Start of DATA FOR THIS TASK
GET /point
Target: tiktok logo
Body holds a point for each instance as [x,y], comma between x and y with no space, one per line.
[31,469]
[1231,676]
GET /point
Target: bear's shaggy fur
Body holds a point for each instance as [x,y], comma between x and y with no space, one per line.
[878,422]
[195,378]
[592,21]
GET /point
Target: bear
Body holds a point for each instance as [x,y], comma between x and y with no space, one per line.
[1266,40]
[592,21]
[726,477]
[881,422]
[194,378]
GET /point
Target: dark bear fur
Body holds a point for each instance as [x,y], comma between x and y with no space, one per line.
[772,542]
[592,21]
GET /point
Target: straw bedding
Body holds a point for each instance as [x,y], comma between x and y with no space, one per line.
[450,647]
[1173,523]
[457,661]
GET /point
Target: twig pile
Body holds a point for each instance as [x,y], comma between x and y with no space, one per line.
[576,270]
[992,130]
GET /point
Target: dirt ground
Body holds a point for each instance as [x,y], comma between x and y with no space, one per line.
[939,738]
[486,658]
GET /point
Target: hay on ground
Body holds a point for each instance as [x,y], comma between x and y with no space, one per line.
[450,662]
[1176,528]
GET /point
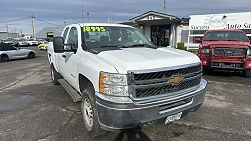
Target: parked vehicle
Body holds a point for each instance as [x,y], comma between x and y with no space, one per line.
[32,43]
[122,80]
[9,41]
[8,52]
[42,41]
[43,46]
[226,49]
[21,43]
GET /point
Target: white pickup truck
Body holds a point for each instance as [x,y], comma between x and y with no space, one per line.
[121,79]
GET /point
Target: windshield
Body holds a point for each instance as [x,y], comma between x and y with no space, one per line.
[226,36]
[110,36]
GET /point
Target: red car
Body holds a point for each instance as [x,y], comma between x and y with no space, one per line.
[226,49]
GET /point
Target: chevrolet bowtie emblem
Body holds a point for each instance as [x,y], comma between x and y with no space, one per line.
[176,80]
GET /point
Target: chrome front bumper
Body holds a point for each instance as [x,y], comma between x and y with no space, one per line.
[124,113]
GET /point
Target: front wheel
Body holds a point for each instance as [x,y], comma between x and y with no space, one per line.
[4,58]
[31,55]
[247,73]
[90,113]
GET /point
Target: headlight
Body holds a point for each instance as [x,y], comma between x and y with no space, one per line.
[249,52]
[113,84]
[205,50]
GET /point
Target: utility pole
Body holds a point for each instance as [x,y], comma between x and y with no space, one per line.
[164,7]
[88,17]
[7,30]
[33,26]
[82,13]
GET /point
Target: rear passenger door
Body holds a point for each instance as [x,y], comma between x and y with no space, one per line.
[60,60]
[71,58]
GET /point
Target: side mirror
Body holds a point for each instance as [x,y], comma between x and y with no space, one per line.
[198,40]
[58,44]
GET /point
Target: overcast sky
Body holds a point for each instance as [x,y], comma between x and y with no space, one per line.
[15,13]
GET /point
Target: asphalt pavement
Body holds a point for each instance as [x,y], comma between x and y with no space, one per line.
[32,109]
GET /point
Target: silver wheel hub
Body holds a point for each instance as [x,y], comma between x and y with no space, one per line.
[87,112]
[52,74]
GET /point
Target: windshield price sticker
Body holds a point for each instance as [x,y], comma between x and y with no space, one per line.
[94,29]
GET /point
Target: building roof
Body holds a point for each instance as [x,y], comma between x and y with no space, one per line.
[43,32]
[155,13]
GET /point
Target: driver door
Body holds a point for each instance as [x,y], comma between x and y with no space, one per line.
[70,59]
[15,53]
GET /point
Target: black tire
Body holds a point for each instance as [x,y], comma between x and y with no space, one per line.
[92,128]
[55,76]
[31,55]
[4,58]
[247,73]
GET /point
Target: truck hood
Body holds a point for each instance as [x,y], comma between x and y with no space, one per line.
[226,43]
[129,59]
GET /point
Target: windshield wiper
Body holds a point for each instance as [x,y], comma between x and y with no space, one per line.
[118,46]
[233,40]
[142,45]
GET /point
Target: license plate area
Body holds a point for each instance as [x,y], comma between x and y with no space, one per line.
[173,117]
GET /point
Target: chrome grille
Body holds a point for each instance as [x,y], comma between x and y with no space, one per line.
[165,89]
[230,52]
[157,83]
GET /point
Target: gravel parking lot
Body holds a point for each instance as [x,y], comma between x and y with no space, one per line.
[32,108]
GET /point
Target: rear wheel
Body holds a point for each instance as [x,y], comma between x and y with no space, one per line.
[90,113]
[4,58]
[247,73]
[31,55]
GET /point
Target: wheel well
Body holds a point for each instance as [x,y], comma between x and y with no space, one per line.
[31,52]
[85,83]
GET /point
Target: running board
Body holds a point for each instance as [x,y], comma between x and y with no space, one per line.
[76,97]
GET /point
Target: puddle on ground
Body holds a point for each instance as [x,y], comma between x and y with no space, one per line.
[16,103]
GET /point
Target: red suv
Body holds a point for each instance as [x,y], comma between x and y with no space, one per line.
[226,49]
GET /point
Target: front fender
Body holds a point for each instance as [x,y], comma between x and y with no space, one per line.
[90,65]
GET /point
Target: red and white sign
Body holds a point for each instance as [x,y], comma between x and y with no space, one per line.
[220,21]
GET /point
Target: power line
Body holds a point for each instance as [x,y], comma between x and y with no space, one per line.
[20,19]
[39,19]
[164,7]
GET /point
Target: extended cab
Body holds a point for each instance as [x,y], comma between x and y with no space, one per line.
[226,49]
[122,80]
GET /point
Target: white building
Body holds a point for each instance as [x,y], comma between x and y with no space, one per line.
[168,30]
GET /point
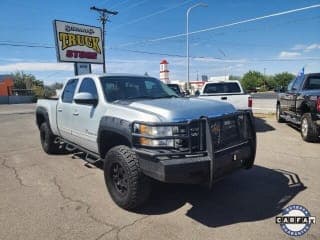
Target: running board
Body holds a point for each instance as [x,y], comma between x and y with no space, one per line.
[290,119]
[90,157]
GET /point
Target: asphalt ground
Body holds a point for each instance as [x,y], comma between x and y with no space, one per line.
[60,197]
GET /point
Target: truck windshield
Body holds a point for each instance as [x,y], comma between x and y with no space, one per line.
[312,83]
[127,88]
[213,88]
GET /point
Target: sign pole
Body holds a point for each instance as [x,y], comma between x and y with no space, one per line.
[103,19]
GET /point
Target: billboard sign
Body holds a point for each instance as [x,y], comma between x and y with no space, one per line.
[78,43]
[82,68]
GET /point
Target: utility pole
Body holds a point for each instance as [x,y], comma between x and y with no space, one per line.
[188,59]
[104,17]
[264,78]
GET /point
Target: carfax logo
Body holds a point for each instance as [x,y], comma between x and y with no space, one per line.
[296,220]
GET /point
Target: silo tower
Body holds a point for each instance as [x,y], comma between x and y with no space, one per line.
End of DATA FOR THIS TASK
**CHALLENGE**
Collect every line of the records above that contains the string "wheel", treating uppercase and lowercase letters as distinct.

**OUTPUT FOR THIS TASK**
Target: front wheel
Target: silver wheel hub
Target: rear wheel
Target: wheel well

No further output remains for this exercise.